Try it: Please count every line of the following material that holds "below" and give the total alone.
*** Opening of Dataset excerpts ***
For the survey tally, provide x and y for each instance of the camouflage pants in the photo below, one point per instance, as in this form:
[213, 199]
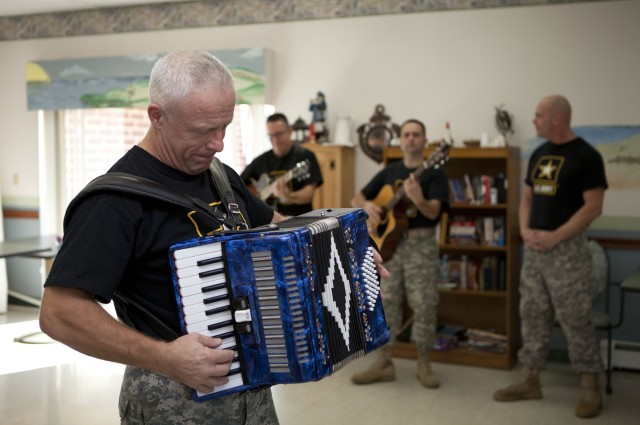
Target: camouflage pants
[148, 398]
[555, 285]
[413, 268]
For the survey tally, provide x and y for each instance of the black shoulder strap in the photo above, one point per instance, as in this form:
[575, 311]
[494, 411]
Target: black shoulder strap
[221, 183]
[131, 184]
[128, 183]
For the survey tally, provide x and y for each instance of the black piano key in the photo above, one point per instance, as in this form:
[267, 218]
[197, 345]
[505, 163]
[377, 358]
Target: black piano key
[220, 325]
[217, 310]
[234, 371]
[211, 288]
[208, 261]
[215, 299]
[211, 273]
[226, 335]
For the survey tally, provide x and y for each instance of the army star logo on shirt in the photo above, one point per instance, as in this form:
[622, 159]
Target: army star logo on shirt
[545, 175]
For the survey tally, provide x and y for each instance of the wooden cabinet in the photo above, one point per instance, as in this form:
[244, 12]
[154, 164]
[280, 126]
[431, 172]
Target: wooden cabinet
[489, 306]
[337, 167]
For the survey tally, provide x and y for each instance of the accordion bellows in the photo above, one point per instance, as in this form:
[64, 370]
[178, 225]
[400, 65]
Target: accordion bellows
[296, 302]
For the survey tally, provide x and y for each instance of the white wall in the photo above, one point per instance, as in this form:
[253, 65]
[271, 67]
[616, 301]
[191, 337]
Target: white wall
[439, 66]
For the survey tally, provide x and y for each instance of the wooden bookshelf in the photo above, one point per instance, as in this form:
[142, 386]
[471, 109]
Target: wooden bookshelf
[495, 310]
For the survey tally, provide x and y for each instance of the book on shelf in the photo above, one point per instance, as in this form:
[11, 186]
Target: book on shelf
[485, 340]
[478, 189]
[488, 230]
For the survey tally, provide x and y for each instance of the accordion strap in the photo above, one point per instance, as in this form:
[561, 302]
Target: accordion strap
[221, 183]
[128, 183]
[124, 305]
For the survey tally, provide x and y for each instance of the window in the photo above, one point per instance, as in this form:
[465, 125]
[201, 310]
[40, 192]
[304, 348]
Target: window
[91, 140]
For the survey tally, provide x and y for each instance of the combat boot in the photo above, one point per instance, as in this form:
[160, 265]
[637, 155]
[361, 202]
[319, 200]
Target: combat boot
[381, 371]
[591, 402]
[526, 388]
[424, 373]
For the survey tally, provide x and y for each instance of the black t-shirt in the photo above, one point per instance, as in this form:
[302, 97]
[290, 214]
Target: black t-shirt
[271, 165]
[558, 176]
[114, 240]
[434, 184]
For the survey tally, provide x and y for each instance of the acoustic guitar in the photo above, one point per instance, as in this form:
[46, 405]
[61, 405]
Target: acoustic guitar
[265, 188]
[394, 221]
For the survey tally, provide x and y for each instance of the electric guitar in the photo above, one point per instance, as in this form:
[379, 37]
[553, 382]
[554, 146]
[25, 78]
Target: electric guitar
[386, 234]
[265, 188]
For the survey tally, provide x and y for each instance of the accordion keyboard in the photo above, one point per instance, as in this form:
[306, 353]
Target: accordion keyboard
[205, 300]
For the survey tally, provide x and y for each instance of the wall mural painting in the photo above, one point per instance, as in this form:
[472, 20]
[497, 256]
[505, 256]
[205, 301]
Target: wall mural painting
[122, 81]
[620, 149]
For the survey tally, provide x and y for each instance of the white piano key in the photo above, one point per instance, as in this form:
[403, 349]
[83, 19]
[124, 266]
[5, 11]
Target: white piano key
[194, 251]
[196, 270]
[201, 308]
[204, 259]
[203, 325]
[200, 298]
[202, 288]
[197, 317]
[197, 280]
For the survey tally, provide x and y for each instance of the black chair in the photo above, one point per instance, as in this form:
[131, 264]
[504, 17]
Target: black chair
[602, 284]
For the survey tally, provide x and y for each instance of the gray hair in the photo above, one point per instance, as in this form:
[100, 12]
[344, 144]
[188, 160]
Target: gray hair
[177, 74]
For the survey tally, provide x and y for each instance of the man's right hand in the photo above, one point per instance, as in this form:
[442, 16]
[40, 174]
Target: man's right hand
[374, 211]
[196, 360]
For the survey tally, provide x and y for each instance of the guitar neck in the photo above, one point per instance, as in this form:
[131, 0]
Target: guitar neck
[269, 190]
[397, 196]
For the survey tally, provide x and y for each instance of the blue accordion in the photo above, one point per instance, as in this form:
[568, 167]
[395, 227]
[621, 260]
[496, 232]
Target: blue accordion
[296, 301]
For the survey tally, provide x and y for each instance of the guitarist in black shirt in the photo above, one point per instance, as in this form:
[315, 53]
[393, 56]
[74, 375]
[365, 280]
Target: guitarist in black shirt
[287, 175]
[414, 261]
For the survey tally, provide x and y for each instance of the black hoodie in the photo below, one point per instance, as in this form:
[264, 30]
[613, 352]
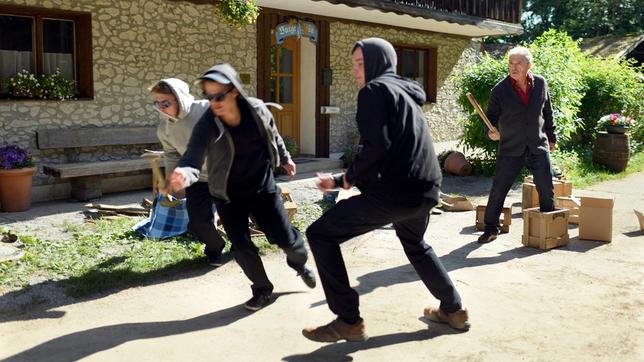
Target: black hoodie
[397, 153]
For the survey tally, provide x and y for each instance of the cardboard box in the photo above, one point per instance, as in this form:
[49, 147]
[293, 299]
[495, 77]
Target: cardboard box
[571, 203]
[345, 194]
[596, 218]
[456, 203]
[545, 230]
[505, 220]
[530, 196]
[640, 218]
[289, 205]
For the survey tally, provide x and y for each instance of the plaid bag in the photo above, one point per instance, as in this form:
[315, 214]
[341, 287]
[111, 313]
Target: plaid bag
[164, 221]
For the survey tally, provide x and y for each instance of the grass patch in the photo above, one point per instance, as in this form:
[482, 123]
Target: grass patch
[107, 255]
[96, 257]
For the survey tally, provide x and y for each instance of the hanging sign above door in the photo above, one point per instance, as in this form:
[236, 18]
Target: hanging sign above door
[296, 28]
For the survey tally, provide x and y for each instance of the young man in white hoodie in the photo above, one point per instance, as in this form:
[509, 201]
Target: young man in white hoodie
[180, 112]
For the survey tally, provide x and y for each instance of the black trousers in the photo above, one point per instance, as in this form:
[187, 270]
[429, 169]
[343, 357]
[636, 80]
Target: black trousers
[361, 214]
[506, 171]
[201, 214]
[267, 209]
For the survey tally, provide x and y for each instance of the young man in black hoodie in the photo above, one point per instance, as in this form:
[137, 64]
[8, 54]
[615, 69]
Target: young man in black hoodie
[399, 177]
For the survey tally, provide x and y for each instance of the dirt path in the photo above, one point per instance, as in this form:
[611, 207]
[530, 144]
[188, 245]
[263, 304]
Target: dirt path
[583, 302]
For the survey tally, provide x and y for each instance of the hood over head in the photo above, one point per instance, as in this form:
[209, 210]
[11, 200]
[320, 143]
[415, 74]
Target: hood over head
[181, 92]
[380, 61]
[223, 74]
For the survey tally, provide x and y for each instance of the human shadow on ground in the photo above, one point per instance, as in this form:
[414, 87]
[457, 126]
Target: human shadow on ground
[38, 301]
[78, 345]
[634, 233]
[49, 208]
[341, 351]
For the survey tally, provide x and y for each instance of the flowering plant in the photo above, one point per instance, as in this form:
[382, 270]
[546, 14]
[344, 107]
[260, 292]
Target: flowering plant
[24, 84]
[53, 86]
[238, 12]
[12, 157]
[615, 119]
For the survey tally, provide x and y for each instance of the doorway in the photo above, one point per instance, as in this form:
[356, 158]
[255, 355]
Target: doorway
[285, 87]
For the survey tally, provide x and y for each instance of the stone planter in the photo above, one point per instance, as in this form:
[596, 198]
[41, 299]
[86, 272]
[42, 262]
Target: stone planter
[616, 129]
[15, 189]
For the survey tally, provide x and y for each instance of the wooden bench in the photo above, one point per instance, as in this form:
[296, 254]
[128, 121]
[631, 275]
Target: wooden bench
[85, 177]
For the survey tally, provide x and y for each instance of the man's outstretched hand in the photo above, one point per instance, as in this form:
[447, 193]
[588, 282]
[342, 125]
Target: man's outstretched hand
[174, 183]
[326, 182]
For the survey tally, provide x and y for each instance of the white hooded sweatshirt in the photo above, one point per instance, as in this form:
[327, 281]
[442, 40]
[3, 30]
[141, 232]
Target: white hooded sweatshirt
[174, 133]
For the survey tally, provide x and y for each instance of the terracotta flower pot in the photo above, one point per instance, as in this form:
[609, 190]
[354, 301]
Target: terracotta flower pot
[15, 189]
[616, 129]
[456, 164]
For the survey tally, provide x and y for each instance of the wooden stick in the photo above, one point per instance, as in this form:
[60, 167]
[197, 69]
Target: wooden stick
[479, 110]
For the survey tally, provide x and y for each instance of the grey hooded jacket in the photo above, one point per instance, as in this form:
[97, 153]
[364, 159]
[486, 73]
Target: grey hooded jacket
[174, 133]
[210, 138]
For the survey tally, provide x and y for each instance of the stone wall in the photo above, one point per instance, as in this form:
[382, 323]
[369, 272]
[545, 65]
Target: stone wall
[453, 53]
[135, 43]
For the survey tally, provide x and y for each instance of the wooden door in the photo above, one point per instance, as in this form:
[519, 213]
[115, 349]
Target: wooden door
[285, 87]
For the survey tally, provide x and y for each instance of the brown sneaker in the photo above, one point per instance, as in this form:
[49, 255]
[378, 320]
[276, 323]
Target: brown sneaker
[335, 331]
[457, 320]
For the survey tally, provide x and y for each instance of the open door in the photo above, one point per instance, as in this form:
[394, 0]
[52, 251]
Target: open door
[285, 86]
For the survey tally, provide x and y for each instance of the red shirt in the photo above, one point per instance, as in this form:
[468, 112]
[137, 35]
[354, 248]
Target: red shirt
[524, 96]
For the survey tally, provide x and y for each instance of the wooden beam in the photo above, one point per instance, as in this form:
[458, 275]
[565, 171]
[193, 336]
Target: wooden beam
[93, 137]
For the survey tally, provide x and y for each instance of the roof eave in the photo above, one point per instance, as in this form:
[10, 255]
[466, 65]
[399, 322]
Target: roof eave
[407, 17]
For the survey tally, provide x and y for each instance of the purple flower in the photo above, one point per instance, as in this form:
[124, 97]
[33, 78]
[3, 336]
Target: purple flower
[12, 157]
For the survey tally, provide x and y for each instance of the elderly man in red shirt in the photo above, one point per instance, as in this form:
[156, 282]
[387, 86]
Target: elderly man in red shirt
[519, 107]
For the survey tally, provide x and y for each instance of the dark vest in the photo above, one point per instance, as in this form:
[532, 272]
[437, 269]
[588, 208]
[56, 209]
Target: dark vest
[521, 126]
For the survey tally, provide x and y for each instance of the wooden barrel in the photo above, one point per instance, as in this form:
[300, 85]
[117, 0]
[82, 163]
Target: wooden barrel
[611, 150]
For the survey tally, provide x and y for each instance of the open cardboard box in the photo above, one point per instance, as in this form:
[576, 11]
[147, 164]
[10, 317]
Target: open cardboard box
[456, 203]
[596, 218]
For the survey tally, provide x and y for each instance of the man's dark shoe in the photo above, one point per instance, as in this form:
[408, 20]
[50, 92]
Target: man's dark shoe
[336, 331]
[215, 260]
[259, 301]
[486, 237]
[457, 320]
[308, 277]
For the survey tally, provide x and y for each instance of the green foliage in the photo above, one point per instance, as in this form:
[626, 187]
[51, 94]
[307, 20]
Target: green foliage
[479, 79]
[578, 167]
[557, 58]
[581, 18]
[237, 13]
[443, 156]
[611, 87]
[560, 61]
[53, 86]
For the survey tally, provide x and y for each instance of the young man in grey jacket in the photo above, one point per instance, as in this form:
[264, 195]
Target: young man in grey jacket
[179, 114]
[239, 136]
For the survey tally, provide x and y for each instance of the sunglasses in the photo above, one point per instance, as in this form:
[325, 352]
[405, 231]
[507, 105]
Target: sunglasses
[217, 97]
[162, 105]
*** Close of Dataset excerpts ***
Exercise answer: 2